##### MATERIAL SUPPLIED
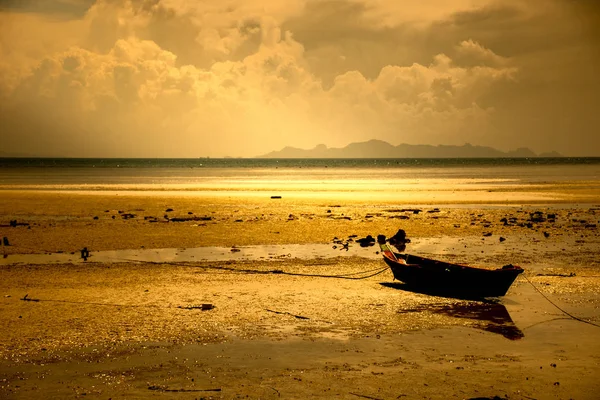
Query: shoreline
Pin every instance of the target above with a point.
(116, 329)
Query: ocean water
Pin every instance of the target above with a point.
(309, 177)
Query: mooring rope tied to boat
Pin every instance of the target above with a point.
(563, 311)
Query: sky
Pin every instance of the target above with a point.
(241, 78)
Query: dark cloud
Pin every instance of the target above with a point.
(59, 8)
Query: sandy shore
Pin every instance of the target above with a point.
(131, 330)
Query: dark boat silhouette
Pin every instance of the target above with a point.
(439, 277)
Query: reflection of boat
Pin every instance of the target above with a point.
(490, 317)
(446, 278)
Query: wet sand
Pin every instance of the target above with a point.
(134, 330)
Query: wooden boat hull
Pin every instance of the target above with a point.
(440, 277)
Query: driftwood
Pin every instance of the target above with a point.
(287, 313)
(165, 389)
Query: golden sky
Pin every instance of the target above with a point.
(192, 78)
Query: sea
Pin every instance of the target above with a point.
(303, 177)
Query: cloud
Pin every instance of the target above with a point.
(176, 78)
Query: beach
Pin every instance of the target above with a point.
(237, 328)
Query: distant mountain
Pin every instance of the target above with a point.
(380, 149)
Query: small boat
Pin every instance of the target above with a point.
(439, 277)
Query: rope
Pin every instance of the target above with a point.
(349, 276)
(563, 311)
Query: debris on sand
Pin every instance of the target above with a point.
(203, 307)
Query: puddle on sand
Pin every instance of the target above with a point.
(245, 253)
(490, 317)
(458, 249)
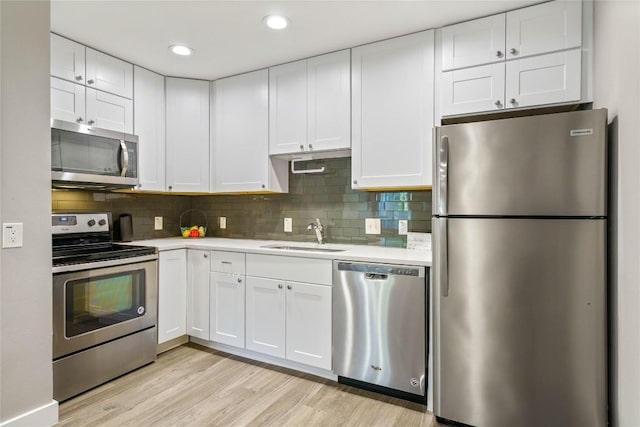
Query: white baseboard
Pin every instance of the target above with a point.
(44, 416)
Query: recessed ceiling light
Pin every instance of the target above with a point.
(276, 22)
(180, 50)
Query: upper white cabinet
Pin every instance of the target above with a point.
(149, 125)
(240, 136)
(309, 105)
(187, 135)
(528, 57)
(109, 74)
(67, 59)
(392, 112)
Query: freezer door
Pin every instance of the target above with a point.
(520, 322)
(548, 165)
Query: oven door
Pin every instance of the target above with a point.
(97, 305)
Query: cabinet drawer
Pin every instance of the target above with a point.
(309, 270)
(227, 262)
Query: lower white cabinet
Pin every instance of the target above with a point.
(198, 262)
(290, 320)
(172, 294)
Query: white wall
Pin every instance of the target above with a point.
(617, 87)
(26, 388)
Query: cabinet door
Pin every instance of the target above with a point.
(67, 59)
(227, 308)
(265, 316)
(198, 263)
(288, 108)
(172, 295)
(149, 125)
(109, 74)
(472, 89)
(545, 79)
(187, 135)
(476, 42)
(543, 28)
(108, 111)
(241, 140)
(67, 101)
(308, 335)
(392, 106)
(329, 101)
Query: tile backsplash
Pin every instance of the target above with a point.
(327, 196)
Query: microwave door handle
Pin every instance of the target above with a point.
(125, 158)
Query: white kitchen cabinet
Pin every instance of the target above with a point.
(108, 111)
(240, 136)
(227, 301)
(544, 28)
(172, 294)
(198, 265)
(187, 135)
(109, 74)
(544, 79)
(471, 43)
(67, 59)
(265, 316)
(308, 324)
(149, 125)
(309, 105)
(392, 112)
(67, 101)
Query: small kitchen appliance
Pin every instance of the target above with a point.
(105, 299)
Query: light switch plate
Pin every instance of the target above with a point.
(403, 227)
(157, 225)
(372, 225)
(12, 235)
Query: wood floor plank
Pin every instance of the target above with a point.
(193, 385)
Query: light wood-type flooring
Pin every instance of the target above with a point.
(195, 386)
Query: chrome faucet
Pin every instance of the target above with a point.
(319, 228)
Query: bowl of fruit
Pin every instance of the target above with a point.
(193, 231)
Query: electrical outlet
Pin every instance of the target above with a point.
(157, 225)
(403, 227)
(12, 235)
(372, 225)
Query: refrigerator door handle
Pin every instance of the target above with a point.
(443, 165)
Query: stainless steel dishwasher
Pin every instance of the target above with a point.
(379, 327)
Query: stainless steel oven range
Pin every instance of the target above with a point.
(104, 304)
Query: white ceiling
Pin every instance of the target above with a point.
(228, 37)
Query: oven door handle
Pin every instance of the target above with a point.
(101, 264)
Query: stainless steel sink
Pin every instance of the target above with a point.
(301, 248)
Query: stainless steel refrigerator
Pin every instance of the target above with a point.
(520, 271)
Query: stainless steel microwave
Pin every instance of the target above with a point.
(88, 157)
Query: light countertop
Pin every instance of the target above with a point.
(348, 252)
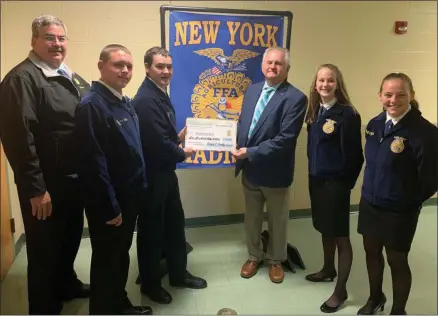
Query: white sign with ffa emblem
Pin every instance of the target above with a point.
(211, 134)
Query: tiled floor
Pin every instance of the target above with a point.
(218, 255)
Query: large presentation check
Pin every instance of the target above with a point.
(211, 134)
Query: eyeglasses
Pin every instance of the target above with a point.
(53, 38)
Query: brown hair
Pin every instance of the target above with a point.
(341, 93)
(107, 50)
(405, 78)
(151, 52)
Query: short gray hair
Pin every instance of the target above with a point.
(281, 49)
(43, 21)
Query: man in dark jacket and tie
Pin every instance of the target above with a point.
(38, 98)
(161, 222)
(113, 172)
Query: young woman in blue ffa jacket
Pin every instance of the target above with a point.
(401, 155)
(335, 156)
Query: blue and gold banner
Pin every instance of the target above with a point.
(215, 59)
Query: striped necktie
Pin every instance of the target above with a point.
(260, 106)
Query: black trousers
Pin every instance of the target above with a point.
(52, 246)
(110, 258)
(160, 230)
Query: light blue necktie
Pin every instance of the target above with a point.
(260, 106)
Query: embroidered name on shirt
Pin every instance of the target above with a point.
(397, 145)
(120, 122)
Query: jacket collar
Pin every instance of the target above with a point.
(410, 118)
(102, 90)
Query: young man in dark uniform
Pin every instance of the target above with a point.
(161, 222)
(113, 173)
(38, 99)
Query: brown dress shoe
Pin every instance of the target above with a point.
(249, 269)
(276, 273)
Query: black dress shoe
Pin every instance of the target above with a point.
(190, 282)
(158, 295)
(397, 313)
(82, 291)
(370, 308)
(326, 278)
(333, 309)
(137, 310)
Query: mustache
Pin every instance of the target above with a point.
(56, 50)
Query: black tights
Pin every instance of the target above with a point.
(345, 259)
(400, 272)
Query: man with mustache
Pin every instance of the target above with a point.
(161, 222)
(269, 125)
(113, 173)
(38, 98)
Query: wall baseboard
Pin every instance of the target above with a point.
(223, 220)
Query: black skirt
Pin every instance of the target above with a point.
(330, 203)
(393, 230)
##########
WRITTEN REQUEST
Give again only the lines starting at the one that contains "Query: light blue necktie" and running to the end of the data.

ANSWER FOR THIS EXERCISE
Query: light blue necktie
Pin every instance of the target above with a point.
(260, 106)
Query: embroidered name on shirt
Pin every instance of the target above with a point.
(397, 145)
(120, 122)
Query: jacket collar
Pin every instance of the target above with a point.
(410, 118)
(102, 90)
Query: young man in dark uniform
Pin every instance of the target above with a point.
(161, 222)
(113, 173)
(38, 99)
Query: brown dress shoe
Pin every instance of the target above with a point.
(249, 269)
(276, 273)
Query: black dress shoe
Pin every instance of the target above with a point.
(190, 282)
(158, 295)
(397, 313)
(82, 291)
(370, 308)
(326, 278)
(333, 309)
(137, 310)
Query: mustache
Pin every instance of the target above with a point.
(56, 50)
Query: black tights
Pin every instance of the target above with a point.
(345, 259)
(400, 272)
Query: man with mustache
Pin every instance of the target above with a point.
(161, 222)
(269, 125)
(113, 173)
(38, 98)
Query: wall baseboard
Pin every instance of the target above with a point.
(223, 220)
Query: black skirt
Pin every instance of the target above with a point.
(330, 203)
(393, 230)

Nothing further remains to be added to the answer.